◆ Problem details
Scan the entries below and state how many lines contain "dress". No other output.

*** Information supplied ***

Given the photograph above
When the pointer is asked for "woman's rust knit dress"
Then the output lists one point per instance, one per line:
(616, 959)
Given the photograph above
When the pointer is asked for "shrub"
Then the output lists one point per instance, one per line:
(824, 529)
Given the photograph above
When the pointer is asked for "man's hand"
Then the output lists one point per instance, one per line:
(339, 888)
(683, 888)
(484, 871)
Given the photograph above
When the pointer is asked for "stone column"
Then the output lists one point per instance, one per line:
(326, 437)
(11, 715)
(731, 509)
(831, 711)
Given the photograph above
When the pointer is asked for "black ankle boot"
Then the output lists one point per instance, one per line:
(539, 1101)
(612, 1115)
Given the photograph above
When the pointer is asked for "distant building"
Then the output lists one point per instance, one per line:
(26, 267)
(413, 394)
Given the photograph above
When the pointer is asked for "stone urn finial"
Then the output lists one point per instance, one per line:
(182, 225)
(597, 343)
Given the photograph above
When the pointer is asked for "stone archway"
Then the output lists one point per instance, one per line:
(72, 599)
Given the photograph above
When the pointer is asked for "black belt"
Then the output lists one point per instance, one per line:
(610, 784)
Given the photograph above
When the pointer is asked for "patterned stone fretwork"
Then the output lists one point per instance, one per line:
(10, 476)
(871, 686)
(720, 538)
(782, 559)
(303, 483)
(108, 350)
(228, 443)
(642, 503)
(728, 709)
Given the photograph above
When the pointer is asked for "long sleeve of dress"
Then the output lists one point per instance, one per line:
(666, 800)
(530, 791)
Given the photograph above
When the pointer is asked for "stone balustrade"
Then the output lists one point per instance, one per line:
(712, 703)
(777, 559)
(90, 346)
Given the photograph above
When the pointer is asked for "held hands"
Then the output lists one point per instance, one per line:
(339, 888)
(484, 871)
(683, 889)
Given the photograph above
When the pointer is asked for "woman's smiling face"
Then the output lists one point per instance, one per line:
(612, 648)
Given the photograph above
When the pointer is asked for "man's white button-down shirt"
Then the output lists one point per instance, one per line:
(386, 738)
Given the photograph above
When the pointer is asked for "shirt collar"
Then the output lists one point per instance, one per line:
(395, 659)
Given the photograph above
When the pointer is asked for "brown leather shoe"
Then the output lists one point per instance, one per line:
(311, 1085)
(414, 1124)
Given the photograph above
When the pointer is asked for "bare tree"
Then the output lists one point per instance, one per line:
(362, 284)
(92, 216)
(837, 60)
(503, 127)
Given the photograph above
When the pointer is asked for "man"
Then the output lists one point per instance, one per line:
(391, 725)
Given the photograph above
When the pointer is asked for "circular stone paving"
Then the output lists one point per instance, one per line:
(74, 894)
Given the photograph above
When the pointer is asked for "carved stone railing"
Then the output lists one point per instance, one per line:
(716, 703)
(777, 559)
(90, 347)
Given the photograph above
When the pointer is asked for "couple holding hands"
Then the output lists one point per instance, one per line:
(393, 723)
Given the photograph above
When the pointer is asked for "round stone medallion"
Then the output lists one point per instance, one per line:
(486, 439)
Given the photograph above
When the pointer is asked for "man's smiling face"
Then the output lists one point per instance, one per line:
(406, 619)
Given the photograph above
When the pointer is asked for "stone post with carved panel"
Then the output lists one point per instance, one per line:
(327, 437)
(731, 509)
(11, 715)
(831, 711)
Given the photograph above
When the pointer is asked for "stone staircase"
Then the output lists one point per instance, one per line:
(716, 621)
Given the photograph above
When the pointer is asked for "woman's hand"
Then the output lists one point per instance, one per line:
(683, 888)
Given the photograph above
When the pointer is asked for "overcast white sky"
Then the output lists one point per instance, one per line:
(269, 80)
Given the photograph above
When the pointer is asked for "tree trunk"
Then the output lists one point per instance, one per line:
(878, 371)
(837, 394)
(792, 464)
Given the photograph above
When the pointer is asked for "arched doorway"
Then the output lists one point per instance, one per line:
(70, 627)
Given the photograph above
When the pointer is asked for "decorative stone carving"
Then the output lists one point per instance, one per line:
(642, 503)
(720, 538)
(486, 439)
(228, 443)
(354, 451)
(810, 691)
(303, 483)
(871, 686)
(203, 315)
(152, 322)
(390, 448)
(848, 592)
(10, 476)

*** End of Information supplied ***

◆ Answer to this problem
2